Problem to work on →
Two lines in the data below mark the range: the one with "Indicate one point per instance of the tufted" and the one with "Indicate one point per instance of the brown". Return both, along with every line between them, exactly.
====== Listed entries
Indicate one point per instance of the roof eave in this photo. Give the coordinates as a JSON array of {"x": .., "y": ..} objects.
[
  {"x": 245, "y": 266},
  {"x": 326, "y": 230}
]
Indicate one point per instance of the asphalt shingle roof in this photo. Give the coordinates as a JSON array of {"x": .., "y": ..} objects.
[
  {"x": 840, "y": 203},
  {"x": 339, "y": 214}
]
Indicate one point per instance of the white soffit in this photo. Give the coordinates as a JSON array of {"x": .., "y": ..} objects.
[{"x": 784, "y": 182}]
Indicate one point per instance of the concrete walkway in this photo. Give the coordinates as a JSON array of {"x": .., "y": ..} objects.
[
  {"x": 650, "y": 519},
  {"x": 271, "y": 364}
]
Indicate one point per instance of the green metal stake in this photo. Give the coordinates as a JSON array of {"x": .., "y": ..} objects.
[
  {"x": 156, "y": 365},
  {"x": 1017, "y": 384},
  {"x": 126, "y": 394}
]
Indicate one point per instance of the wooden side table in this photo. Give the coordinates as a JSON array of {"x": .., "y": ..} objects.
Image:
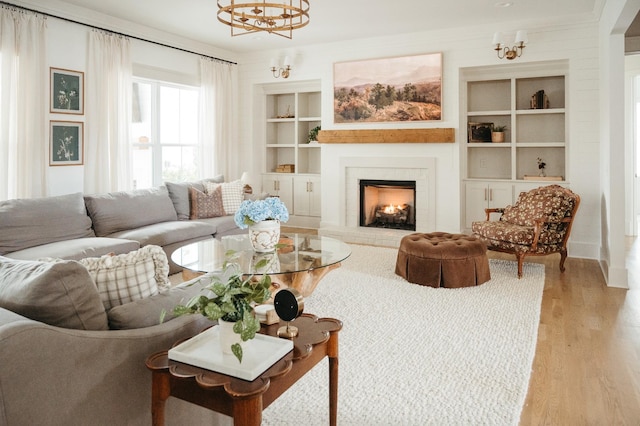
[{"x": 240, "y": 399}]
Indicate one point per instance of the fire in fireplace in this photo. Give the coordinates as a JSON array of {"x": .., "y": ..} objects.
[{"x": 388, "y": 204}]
============
====== Listed entries
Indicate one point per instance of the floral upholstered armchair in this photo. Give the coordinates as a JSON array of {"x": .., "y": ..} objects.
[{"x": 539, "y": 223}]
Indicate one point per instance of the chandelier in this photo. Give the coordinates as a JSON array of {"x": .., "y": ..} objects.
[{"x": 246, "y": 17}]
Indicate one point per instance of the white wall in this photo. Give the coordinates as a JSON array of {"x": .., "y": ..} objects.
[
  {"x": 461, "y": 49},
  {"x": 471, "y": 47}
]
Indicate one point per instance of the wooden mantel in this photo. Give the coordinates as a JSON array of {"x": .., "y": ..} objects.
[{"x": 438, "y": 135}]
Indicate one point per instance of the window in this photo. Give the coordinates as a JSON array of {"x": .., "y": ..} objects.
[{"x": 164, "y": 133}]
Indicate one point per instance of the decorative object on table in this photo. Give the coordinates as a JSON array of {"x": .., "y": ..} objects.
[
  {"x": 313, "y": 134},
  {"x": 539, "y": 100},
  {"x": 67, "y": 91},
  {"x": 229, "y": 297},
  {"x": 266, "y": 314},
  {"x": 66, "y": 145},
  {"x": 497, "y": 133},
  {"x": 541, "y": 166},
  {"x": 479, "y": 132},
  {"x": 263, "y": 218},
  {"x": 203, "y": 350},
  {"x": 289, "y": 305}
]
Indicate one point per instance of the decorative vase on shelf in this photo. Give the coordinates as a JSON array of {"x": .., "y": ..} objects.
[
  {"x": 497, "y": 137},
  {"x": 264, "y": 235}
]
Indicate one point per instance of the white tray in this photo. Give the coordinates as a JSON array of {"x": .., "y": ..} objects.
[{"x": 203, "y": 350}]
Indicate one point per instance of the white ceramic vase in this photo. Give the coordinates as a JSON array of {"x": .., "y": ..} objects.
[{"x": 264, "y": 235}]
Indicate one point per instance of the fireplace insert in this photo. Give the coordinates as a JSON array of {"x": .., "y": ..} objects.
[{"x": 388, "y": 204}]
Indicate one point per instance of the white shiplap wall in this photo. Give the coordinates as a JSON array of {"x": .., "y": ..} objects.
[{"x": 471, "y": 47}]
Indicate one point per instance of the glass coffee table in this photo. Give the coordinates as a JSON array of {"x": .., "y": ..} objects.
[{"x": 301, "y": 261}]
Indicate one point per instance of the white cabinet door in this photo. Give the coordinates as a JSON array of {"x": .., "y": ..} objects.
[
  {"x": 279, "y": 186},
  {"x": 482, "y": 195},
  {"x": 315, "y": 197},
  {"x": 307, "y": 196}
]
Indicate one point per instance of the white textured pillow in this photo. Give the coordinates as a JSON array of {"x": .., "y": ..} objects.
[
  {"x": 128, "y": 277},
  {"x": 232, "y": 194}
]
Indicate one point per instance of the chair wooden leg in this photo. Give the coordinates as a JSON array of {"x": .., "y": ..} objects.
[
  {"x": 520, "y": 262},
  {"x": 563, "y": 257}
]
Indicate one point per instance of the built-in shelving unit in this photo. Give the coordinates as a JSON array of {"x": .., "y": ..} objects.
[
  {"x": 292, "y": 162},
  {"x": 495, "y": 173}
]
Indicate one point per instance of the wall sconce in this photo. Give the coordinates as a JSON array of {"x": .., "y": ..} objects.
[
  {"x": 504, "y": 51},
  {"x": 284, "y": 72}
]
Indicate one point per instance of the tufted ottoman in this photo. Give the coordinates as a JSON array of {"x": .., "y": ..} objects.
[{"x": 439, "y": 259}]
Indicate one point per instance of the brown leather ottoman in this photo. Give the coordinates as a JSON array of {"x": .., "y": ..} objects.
============
Your solution →
Indicate one point per instance of the tufted ottoman in this photo. Give the coordinates as a JSON array of {"x": .., "y": ..} objects.
[{"x": 439, "y": 259}]
Indicate one point per instance of the brown leather ottoman in this photo. Give the coordinates as a JSON array of {"x": .., "y": ..} objects.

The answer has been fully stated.